# [Instructions to follow]
Repeat the listing in full, exactly as it stands.

# [Input for this task]
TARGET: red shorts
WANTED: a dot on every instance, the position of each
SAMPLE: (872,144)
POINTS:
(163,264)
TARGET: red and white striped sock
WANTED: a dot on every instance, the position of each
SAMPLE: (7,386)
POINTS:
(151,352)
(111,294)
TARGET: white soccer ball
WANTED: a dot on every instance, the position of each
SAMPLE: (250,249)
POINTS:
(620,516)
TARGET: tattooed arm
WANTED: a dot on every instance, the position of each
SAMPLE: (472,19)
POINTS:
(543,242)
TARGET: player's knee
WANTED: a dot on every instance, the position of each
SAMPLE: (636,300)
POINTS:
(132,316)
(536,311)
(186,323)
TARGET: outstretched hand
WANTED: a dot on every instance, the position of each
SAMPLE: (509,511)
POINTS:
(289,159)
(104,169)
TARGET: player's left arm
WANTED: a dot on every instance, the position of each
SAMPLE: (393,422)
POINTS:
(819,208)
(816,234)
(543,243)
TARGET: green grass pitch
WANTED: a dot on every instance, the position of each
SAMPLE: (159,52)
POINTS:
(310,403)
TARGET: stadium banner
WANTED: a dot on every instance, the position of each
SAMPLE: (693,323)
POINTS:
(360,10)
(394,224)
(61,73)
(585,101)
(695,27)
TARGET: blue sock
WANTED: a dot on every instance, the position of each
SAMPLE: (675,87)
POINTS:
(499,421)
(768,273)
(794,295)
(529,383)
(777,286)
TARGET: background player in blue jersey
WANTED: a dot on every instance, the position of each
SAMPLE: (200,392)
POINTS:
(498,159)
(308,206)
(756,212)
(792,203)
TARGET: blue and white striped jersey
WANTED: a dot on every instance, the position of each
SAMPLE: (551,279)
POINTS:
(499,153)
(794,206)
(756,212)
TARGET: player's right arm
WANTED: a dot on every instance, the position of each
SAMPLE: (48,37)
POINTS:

# [Result of this task]
TARGET: red shorts
WANTED: a dot on every instance, the position of each
SAMPLE: (872,144)
POINTS:
(163,264)
TARGET: red and white striped sock
WANTED: a dot on every instance, the position of each
SAMPLE: (7,386)
POINTS:
(151,352)
(111,294)
TARGET: white soccer ball
WANTED: a dot on every instance, the position of each
SAMPLE: (250,249)
POINTS:
(620,516)
TARGET: tattooed arm
WANTED: a dot on every instance, the position of each
SAMPLE: (472,19)
POINTS:
(543,242)
TARGET: player's knee
WANTED: a dot on every instance, the position of each
SAMPLE: (636,300)
POINTS:
(132,316)
(536,311)
(186,323)
TARGET: outstretched hand
WANTED: a dot on every instance, the position of each
SAMPLE: (509,511)
POINTS:
(289,159)
(104,169)
TARGET: player's left arm
WANTED: a dot on every instance, the position of each
SAMPLE: (393,422)
POINTS:
(819,208)
(816,234)
(543,243)
TARGET: green grass pitch
WANTED: a dot on every instance, the position of each
SAMPLE: (159,52)
POINTS:
(310,403)
TARGET: stadium banner
WANTED: a dot on every instance, the position of each
SAMPLE: (693,323)
POINTS:
(360,10)
(394,224)
(61,73)
(585,101)
(695,27)
TARGET: blue sock
WANTED: a dot on every instance, the position of each
SAMPLE: (675,87)
POINTS:
(499,421)
(768,273)
(794,295)
(529,383)
(777,286)
TARGET: background player in blue jersey
WANTED: a dot on every instance, the position of each
SAMPLE: (200,392)
POINTS:
(498,159)
(308,206)
(756,212)
(792,203)
TARGET: blue and white striped jersey
WANTED: a dot on every instance, the position of each
SAMPLE: (551,279)
POINTS:
(499,153)
(794,206)
(756,212)
TARGET: player's right arm
WANTED: a dot on every instance, the position of each
SAMPLE: (48,37)
POINTS:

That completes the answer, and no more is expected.